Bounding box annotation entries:
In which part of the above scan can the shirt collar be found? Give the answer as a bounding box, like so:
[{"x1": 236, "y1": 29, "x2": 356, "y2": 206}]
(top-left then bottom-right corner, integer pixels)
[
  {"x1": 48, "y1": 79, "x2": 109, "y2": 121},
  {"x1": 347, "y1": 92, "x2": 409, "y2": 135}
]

◆ **Aim**: Please reproduce all of the material above line for line, with no changes.

◆ **The answer**:
In which part of the above scan can the shirt collar be found? Give the answer as a bounding box, like so:
[{"x1": 236, "y1": 29, "x2": 356, "y2": 206}]
(top-left then bottom-right corner, integer pixels)
[
  {"x1": 48, "y1": 79, "x2": 109, "y2": 121},
  {"x1": 347, "y1": 92, "x2": 409, "y2": 135}
]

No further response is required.